**YOUR TASK**
A faithful transcription of all the entries below is needed, without the pictures.

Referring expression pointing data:
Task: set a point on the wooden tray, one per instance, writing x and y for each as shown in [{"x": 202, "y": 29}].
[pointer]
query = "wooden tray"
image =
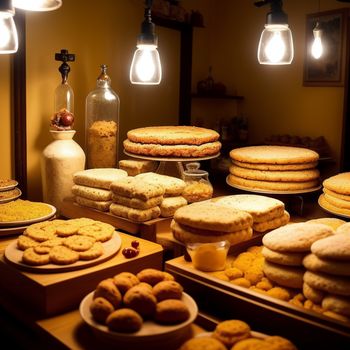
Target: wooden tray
[
  {"x": 147, "y": 230},
  {"x": 225, "y": 300}
]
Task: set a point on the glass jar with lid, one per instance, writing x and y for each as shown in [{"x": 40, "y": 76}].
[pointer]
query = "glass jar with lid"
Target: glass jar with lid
[
  {"x": 102, "y": 124},
  {"x": 198, "y": 187}
]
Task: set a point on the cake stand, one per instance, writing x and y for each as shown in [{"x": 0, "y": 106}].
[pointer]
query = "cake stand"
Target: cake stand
[{"x": 165, "y": 161}]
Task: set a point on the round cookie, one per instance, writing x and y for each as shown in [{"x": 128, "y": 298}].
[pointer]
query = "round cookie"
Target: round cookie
[
  {"x": 286, "y": 276},
  {"x": 274, "y": 155},
  {"x": 327, "y": 283},
  {"x": 296, "y": 237},
  {"x": 124, "y": 320},
  {"x": 335, "y": 247},
  {"x": 333, "y": 267},
  {"x": 289, "y": 259},
  {"x": 171, "y": 311},
  {"x": 230, "y": 332}
]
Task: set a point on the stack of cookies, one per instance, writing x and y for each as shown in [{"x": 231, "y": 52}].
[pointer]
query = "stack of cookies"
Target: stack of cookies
[
  {"x": 336, "y": 194},
  {"x": 274, "y": 168},
  {"x": 285, "y": 248},
  {"x": 173, "y": 188},
  {"x": 327, "y": 280},
  {"x": 268, "y": 213},
  {"x": 135, "y": 199},
  {"x": 207, "y": 222},
  {"x": 91, "y": 187},
  {"x": 173, "y": 141}
]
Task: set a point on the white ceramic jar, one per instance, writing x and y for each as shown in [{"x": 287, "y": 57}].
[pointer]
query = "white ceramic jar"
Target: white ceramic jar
[{"x": 60, "y": 160}]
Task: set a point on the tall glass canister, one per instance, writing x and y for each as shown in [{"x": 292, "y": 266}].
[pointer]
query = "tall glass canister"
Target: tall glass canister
[{"x": 102, "y": 124}]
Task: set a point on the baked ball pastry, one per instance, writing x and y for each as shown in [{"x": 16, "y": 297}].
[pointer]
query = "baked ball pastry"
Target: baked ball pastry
[
  {"x": 141, "y": 300},
  {"x": 100, "y": 309},
  {"x": 107, "y": 289},
  {"x": 206, "y": 343},
  {"x": 124, "y": 320},
  {"x": 171, "y": 311},
  {"x": 231, "y": 331},
  {"x": 167, "y": 290}
]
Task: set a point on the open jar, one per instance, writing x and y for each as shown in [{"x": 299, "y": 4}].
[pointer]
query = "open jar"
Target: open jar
[{"x": 198, "y": 187}]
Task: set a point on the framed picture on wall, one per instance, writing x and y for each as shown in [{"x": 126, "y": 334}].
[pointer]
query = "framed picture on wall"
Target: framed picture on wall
[{"x": 328, "y": 69}]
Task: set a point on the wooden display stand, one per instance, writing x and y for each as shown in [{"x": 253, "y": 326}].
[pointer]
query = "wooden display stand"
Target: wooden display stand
[
  {"x": 147, "y": 230},
  {"x": 52, "y": 293}
]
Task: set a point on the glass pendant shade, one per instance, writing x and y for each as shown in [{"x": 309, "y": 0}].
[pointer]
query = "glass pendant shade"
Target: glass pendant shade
[
  {"x": 37, "y": 5},
  {"x": 145, "y": 67},
  {"x": 8, "y": 33},
  {"x": 276, "y": 45}
]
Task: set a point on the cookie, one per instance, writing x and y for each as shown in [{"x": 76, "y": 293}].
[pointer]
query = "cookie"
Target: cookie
[
  {"x": 335, "y": 247},
  {"x": 289, "y": 259},
  {"x": 296, "y": 238},
  {"x": 328, "y": 283},
  {"x": 274, "y": 155},
  {"x": 210, "y": 216},
  {"x": 61, "y": 255},
  {"x": 333, "y": 267},
  {"x": 30, "y": 257},
  {"x": 231, "y": 331},
  {"x": 286, "y": 276}
]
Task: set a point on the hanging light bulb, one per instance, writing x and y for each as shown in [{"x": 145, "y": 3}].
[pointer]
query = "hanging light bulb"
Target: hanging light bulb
[
  {"x": 276, "y": 41},
  {"x": 8, "y": 31},
  {"x": 37, "y": 5},
  {"x": 317, "y": 46},
  {"x": 146, "y": 67}
]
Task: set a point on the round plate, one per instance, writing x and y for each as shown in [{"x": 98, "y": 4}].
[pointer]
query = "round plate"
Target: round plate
[
  {"x": 150, "y": 331},
  {"x": 170, "y": 159},
  {"x": 261, "y": 191},
  {"x": 5, "y": 200},
  {"x": 111, "y": 247},
  {"x": 30, "y": 221},
  {"x": 335, "y": 212}
]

**ANSWER TO THIS EXERCISE**
Task: set a point on the wooden tray, one per instance, writing x and y for each as shown in [{"x": 202, "y": 29}].
[pointer]
query = "wooden tray"
image =
Target: wooden tray
[
  {"x": 147, "y": 230},
  {"x": 225, "y": 300}
]
Task: set a point on the glass jar with lid, one per instance, writing x and y for each as shown in [{"x": 40, "y": 76}].
[pointer]
query = "glass jar with lid"
Target: glass jar with lid
[
  {"x": 102, "y": 124},
  {"x": 198, "y": 187}
]
Task: set a point on the cake stand, one per instance, writing x and y for each as shown in [{"x": 0, "y": 106}].
[pointer]
query = "cake stand"
Target: cake stand
[{"x": 165, "y": 161}]
Task: set a point on the round cookie, one per instance, writing x and y for each as shown in [{"x": 128, "y": 298}].
[pointer]
query = "round cookie"
Target: round cookie
[
  {"x": 286, "y": 276},
  {"x": 274, "y": 155},
  {"x": 327, "y": 283},
  {"x": 296, "y": 237},
  {"x": 124, "y": 320},
  {"x": 335, "y": 247},
  {"x": 333, "y": 267},
  {"x": 289, "y": 259},
  {"x": 171, "y": 311},
  {"x": 230, "y": 332}
]
Task: set a point on the stack of cookies, one per instance, writing x and y for each as shown in [{"x": 231, "y": 52}].
[pointer]
query = "stack of cookies"
Target: stack of cookies
[
  {"x": 336, "y": 194},
  {"x": 274, "y": 168},
  {"x": 285, "y": 248},
  {"x": 173, "y": 188},
  {"x": 327, "y": 280},
  {"x": 268, "y": 213},
  {"x": 135, "y": 199},
  {"x": 207, "y": 222},
  {"x": 91, "y": 187},
  {"x": 173, "y": 141}
]
Task: set a point on the white ceramic jar, one per instance, writing x and y for each as shown in [{"x": 287, "y": 57}].
[pointer]
query = "white ceramic jar"
Target: white ceramic jar
[{"x": 60, "y": 160}]
Task: set a point on the tall glass canister, one per instance, writing x and y for each as shown in [{"x": 292, "y": 266}].
[pointer]
query = "tall glass canister"
Target: tall glass canister
[{"x": 102, "y": 124}]
Task: set a point on the baked ball pastry, one per instance, writing x and y for each as shown in [{"x": 16, "y": 297}].
[pointer]
query = "baked ball pastry"
Target: baked ball pastry
[
  {"x": 141, "y": 300},
  {"x": 100, "y": 309},
  {"x": 107, "y": 289},
  {"x": 206, "y": 343},
  {"x": 124, "y": 320},
  {"x": 171, "y": 311},
  {"x": 231, "y": 331},
  {"x": 167, "y": 290}
]
Task: set a point on the open jar, one per instance, writing x and y for each as shown in [{"x": 299, "y": 4}].
[pointer]
query = "open jar"
Target: open jar
[{"x": 198, "y": 187}]
Task: set a point on the framed picture on wall, one per instance, writing x and y for each as shown in [{"x": 126, "y": 334}].
[pointer]
query = "framed picture on wall"
Target: framed picture on wall
[{"x": 328, "y": 69}]
Task: set a point on the wooden display stand, one per instance, writing x and y for each as shown in [{"x": 253, "y": 326}].
[pointer]
query = "wooden display stand"
Target: wooden display stand
[
  {"x": 147, "y": 230},
  {"x": 52, "y": 293}
]
Task: set a point on the glass pendant shade, one per instance, writing x and y for each as shown in [{"x": 309, "y": 0}].
[pointer]
query = "glass pendant shade"
Target: glass pendant shade
[
  {"x": 37, "y": 5},
  {"x": 145, "y": 67},
  {"x": 8, "y": 33},
  {"x": 276, "y": 45}
]
Task: set a point on the cookie, one per instance, writing x and y for each as shown in [{"x": 76, "y": 293}].
[pointer]
query = "cookie"
Target: cookie
[
  {"x": 335, "y": 247},
  {"x": 289, "y": 259},
  {"x": 296, "y": 238},
  {"x": 328, "y": 283},
  {"x": 274, "y": 155},
  {"x": 210, "y": 216},
  {"x": 61, "y": 255},
  {"x": 333, "y": 267},
  {"x": 30, "y": 257},
  {"x": 231, "y": 331},
  {"x": 286, "y": 276}
]
Task: set a point on the hanging light bulb, one per instance, writing x and y for each as shown in [{"x": 145, "y": 3}].
[pointer]
query = "hanging light bulb"
Target: hanging light bulb
[
  {"x": 276, "y": 41},
  {"x": 8, "y": 31},
  {"x": 37, "y": 5},
  {"x": 317, "y": 46},
  {"x": 146, "y": 67}
]
Task: set a point on the round plate, one per instance, writing x and y for each as shown in [{"x": 98, "y": 4}].
[pointer]
query = "round plate"
Target: round plate
[
  {"x": 150, "y": 331},
  {"x": 170, "y": 159},
  {"x": 261, "y": 191},
  {"x": 5, "y": 200},
  {"x": 111, "y": 247},
  {"x": 30, "y": 221},
  {"x": 335, "y": 212}
]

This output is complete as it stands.